Each entry that follows is to be retyped exactly. Pictures do not belong in the copy.

## Saved data entries
◆ ◆ ◆ ◆

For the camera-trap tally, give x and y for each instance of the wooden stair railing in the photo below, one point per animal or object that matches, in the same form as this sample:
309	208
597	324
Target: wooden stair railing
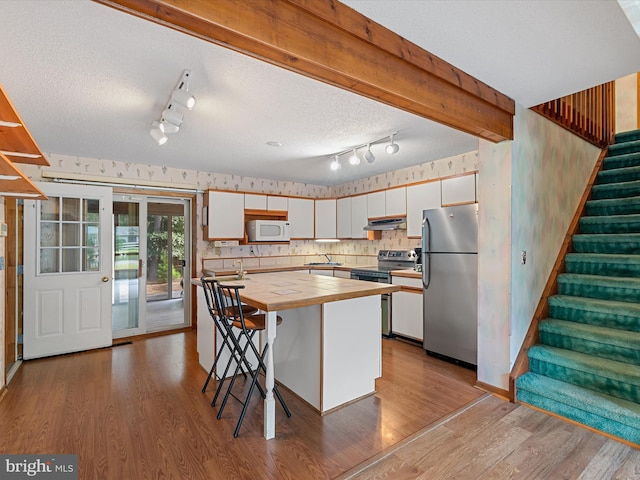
589	114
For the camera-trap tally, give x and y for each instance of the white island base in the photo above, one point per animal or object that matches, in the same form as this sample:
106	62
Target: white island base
330	354
327	354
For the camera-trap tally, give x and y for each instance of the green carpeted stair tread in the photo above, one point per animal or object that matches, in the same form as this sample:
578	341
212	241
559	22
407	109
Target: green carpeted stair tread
614	162
611	343
592	311
617	265
624	289
618	175
627	136
602	412
614	206
625	147
616	190
610	224
613	378
625	243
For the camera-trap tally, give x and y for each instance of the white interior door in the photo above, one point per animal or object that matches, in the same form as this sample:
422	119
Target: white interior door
67	270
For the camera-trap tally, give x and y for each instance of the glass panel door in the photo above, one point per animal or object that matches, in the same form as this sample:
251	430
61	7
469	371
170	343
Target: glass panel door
166	262
127	266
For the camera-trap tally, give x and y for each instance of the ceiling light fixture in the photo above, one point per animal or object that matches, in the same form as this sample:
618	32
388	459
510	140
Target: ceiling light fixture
392	147
354	159
368	154
157	133
172	117
335	165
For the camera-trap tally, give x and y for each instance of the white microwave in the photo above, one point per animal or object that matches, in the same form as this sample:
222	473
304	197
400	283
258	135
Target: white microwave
268	230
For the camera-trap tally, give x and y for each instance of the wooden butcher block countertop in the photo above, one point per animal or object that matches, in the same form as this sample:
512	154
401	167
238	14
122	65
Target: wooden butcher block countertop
285	290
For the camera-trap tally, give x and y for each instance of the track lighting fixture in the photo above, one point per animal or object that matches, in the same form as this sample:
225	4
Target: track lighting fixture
354	159
335	165
172	116
157	133
392	147
368	155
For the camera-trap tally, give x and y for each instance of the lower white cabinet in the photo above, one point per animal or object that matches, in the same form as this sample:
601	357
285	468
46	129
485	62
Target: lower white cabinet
406	308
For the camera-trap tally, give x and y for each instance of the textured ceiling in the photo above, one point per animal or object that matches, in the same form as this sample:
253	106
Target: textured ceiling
89	80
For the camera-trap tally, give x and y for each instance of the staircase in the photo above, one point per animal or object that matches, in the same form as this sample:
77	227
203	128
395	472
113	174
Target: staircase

◆ ◆ ◆ ◆

## Worked answer
For the camera-trap tally, give x and y for each instance of the wooden stair railing in the photo below, one point per animal or object that matches, in the same form as this sample:
309	208
597	324
Target: wooden stair railing
589	114
For the camera-trap tally, give x and y for each instance of the white island base in the photo above, one point per animal or object that matches, in the same form as this sample:
106	62
Target: white island base
330	354
327	354
For the camera-trap tally, give x and y for each instance of the green carpeted stair tread in the photo above, one point per animal or object that matches, in the same form as this sample:
578	341
212	241
559	22
407	109
Target: green carpeted stair tread
614	162
611	343
592	311
617	265
624	289
618	175
627	136
602	412
614	206
625	147
616	190
610	224
613	378
625	243
For the camera-trap tally, give x and y for each instance of the white interior door in the photo above, one point per animal or object that matches, in the same form as this sample:
422	119
Target: white interior door
67	270
For the camera-trap tally, give x and y for each instance of the glass panel door in the photo above, one point per animal or object that matches, in the same form as this sample:
251	430
61	7
469	371
170	343
Target: glass panel door
166	262
127	266
For the camera-trap tally, give x and y for each instance of the ceiling light fixture in the photo above, one point per animal or object that matches, in the same form as this sample:
618	32
388	459
510	140
Target: ceiling light fixture
392	147
354	159
368	154
157	133
172	117
335	165
For the camera-trap tally, give x and y for each instance of the white microwave in the photo above, one point per animal or object that matches, in the same form as this sample:
222	473
304	197
400	283
258	135
Target: white microwave
268	230
For the camera-trap tally, give x and y for each instance of the wooden butcher block countertop in the photo above, one point per animal or object that matches, in the same form as this sample:
512	154
401	167
238	14
122	65
Target: wooden butcher block countertop
285	290
For the camera-trap tally, give x and y for each instance of the track lighting fixture in the photo above, one point per animal or object that matches, in the same form as this sample:
225	4
Target: track lighting fixture
354	159
335	165
172	116
157	133
392	147
368	155
For the camera-trap tally, give x and y for each instance of the lower white cabinet in the photo above, one point per animal or object that matches, in the same form as this sample:
601	357
285	468
46	129
485	62
Target: lower white cabinet
406	308
For the camera-trap tally, give x and y for each instance of the textured ceiling in the photo above, one point per animal or object that matches, in the same form as this sample:
253	106
Target: textured ceiling
89	80
For the camera-trap tally, give x and y for each instance of the staircase in the photo above, one point per animal or object that matches, in the same form as this sample:
77	227
203	128
395	472
113	174
Target: staircase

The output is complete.